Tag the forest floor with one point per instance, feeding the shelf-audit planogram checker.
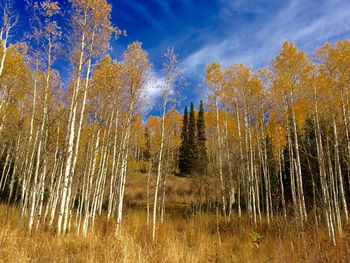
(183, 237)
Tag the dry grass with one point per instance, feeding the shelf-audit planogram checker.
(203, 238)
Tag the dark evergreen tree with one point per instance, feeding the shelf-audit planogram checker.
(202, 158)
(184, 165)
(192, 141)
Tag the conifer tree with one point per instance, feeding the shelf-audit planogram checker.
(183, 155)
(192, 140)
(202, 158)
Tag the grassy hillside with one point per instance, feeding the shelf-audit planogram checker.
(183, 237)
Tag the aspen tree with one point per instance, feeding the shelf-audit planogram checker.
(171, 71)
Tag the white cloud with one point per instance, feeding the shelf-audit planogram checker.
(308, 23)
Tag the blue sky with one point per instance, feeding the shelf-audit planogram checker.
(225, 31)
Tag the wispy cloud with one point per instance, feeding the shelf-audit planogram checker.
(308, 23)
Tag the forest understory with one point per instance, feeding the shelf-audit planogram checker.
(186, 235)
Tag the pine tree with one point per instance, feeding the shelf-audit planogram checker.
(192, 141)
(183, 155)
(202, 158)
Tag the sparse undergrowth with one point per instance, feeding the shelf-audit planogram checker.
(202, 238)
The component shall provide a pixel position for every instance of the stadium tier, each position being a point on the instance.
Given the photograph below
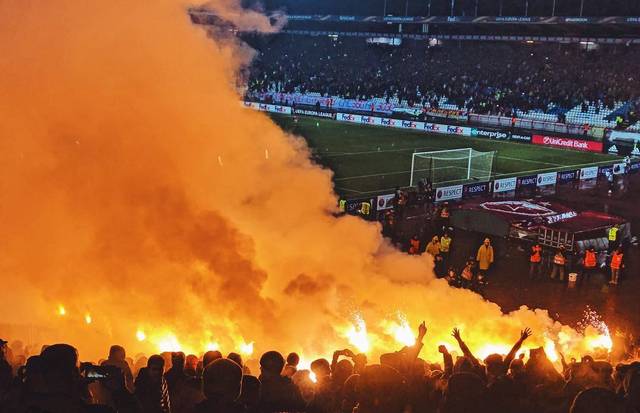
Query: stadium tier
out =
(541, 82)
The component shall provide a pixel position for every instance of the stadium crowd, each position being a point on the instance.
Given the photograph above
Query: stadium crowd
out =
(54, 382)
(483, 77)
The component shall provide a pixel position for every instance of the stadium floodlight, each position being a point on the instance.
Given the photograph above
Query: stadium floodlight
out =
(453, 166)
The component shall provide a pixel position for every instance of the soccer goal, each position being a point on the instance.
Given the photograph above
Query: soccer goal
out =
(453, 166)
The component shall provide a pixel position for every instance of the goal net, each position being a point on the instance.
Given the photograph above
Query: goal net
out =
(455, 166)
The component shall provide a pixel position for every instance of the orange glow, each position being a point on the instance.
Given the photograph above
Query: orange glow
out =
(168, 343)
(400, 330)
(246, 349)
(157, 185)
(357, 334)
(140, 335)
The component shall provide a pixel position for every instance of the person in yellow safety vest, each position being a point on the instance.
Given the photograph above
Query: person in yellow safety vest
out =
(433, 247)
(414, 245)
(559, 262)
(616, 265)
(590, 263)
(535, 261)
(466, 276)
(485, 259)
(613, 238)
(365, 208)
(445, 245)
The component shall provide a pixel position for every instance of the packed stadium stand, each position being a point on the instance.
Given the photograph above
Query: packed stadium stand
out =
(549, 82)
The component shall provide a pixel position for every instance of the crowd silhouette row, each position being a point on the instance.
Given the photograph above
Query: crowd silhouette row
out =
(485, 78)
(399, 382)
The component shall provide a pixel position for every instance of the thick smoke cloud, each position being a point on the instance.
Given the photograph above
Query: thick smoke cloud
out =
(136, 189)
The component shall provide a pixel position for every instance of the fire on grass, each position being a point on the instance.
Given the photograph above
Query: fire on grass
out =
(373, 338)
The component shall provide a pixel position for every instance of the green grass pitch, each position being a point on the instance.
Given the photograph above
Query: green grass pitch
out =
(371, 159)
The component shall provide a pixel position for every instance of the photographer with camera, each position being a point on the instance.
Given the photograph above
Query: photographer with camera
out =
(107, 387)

***

(EXERCISE PROMPT)
The listing above must be printed again exactly, minus its pictures.

(SOLUTION)
Tag the forest floor with one point per instance, feeding the shelf-audit planogram checker.
(183, 237)
Tag the dry grass with one point per instance, feeding the shelf-audit planogram checker.
(203, 238)
Tag the dark evergreen tree with one point per instance, feeding the shelf-audit planogram checker.
(202, 158)
(184, 165)
(192, 141)
Tag the conifer tree with one point per instance, feeding the shelf-audit planogram checker.
(183, 155)
(192, 140)
(202, 158)
Tag the grassy hillside with one point per instance, feeding the shelf-audit planogram checker.
(183, 237)
Tag the aspen tree with one point per instance, feeding the shelf-audit planogram checker.
(171, 71)
Tag the white cloud with one point per instance, feeding the shelf-audit planogram checker.
(308, 23)
Tag the blue sky with one point per instance, feeding the shelf-audit planogram checker.
(225, 31)
Tag the wispy cloud with one point per instance, feeding the shelf-audit planogram checker.
(308, 23)
Tag the forest understory with one point per instance, feeding the shelf-audit planogram checker.
(186, 235)
Tag the pine tree with one point per instance, feeding the shelf-audit planogram checker.
(192, 141)
(183, 155)
(202, 158)
Tag the sparse undergrowth with one point per instance, feeding the shelf-audit planogram checker.
(202, 238)
The component shall provide a pixel position for every instance of the stadium tier, each position being a point on the instance.
Given the photograph below
Query: stadium tier
out =
(541, 82)
The component shall provide a pixel position for every instance of the stadium crowd, each position being a point on the instance.
Given the photograph above
Query: stadium crowd
out =
(54, 382)
(483, 77)
The component shall provide a pixel position for every instance of the stadium floodlight, each position being a point on the instance.
Given the photograph above
Query: stadium floodlight
out =
(453, 166)
The component shall provide a pixel position for every instance of the soccer goal, each position being a point on the instance.
Given the photograph above
Query: soccer goal
out =
(453, 166)
The component shall provide a pixel position for every instance of the goal net, each position being a point on the instance.
Given the photograph above
Query: goal net
out =
(455, 166)
The component shall provide a pixel position for every instance of the orange glow, each position being a point on the instance.
Given the photograph above
Query: orange glow
out =
(168, 343)
(400, 330)
(246, 349)
(157, 185)
(357, 334)
(140, 335)
The component shall provide a pixel position for every instance of the person in yellow safety vest, each position being a point on the instance.
Given the photograph above
Query: person in yellow safety vest
out =
(433, 247)
(414, 245)
(559, 262)
(616, 265)
(590, 263)
(535, 261)
(466, 276)
(485, 259)
(613, 238)
(365, 208)
(445, 245)
The component shall provide a pixel position for every instance of the packed stadium stand, each position being a point on the instance.
Given the photograph above
Query: packed stadium stand
out =
(549, 82)
The component shall provide a pixel position for every instance of the crowd silhouette row, each position being a point on the instance.
Given the photograph above
Query: crowd silhouette row
out =
(485, 78)
(399, 382)
The component shall provide a pixel position for every instance of the thick smoke cloud, each position being a point on the instance.
Given the photograph above
Query: thick smoke cloud
out =
(136, 189)
The component shall provide a pixel position for every instance of the fire on grass, each position being a point on the instance.
Given the photograph above
Query: fire on grass
out =
(373, 338)
The component shall provide a pixel position for every instance of the green grass pitch, each position being a point on the instance.
Given the photograph above
Query: green grass pitch
out =
(371, 159)
The component shall provide a pixel position for every instance of the photographer with camera, each position being a point on the instance.
Given the photograph above
Query: photographer with camera
out =
(107, 387)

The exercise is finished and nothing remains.